Extract every line of the data below that contains the string "wall", copying each one in full.

···

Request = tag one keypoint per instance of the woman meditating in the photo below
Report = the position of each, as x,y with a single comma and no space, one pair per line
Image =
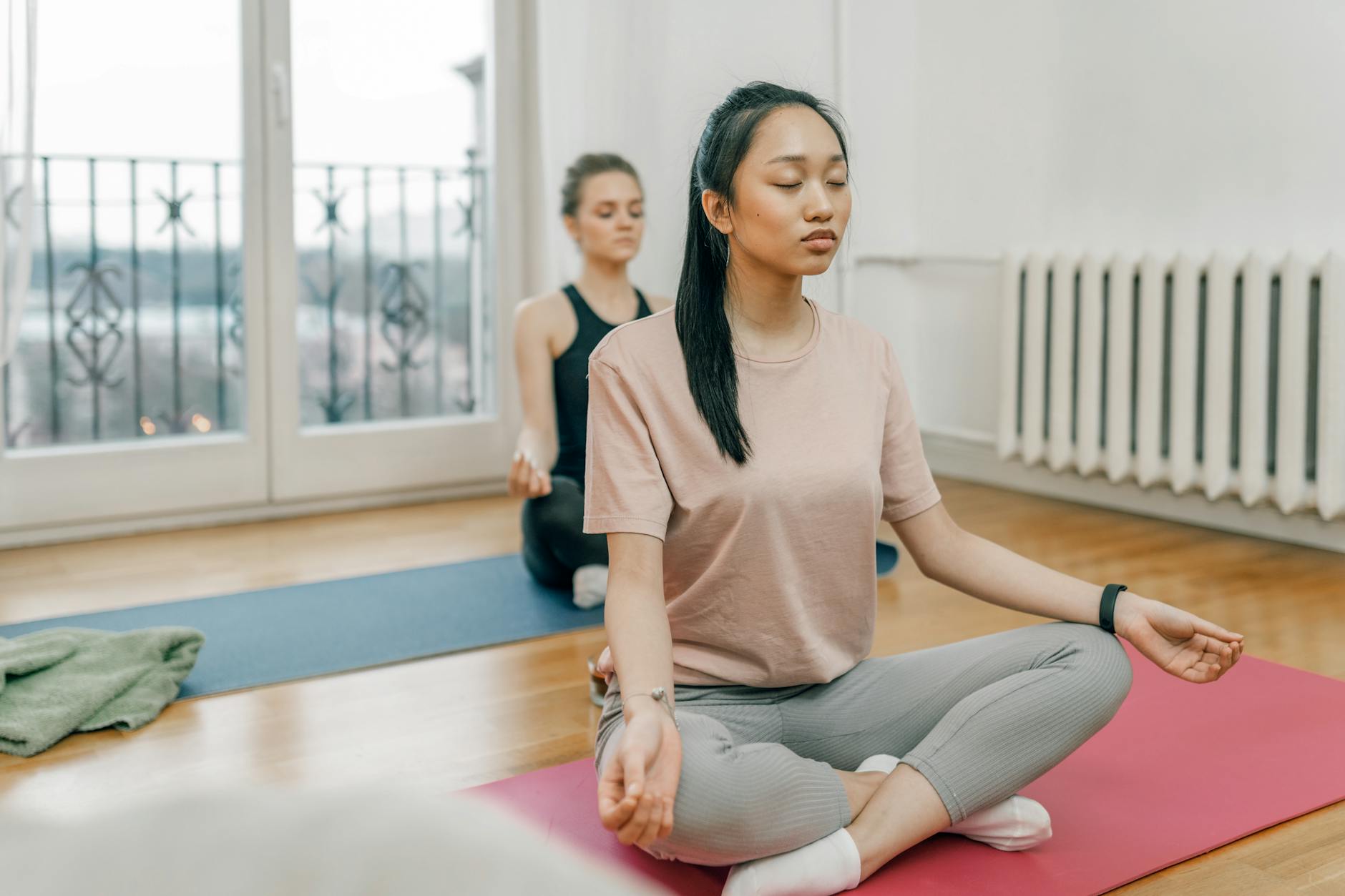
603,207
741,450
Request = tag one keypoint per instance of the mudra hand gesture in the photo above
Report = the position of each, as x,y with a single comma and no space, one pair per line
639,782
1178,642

···

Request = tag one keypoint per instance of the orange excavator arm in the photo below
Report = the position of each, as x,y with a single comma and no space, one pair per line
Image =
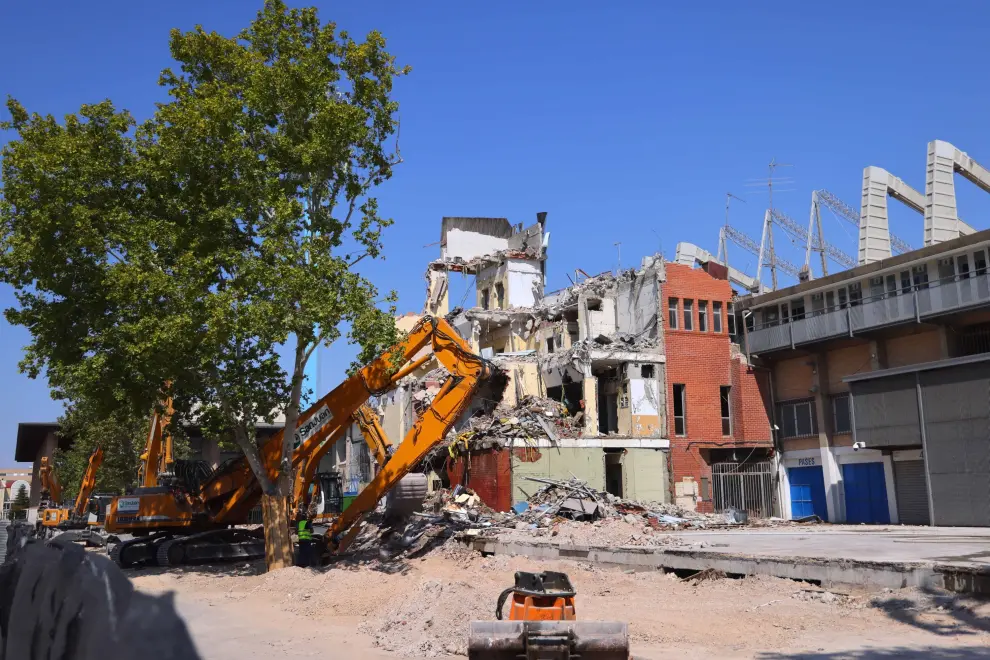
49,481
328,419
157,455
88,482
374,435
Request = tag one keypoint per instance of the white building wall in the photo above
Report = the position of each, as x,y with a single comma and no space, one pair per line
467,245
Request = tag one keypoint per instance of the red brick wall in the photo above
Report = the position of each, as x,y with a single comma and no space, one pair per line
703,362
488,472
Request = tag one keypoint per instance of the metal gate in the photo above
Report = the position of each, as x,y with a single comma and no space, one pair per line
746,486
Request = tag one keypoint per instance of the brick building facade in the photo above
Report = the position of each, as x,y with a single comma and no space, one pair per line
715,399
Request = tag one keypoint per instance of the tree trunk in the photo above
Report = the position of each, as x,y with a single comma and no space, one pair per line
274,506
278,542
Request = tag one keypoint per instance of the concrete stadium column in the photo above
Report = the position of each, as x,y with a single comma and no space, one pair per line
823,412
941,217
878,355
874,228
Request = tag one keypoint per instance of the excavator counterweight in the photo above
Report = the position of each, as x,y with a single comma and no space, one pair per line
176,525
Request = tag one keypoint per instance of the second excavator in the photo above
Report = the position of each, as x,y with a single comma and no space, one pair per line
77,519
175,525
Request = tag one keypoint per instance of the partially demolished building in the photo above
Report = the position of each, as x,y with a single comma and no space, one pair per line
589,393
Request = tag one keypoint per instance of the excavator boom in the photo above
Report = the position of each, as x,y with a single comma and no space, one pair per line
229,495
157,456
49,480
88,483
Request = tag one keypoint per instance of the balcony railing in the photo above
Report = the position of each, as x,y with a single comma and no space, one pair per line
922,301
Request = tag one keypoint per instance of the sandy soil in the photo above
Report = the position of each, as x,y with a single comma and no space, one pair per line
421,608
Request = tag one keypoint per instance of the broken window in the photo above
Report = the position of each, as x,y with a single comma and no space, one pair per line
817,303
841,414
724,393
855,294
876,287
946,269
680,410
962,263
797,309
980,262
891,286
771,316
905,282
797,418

···

EXERCISE SOLUTION
Request = tag one keypoint per instance of the white building wall in the photo above
Request = tag one keypoint per instance of the red brick wall in the photo above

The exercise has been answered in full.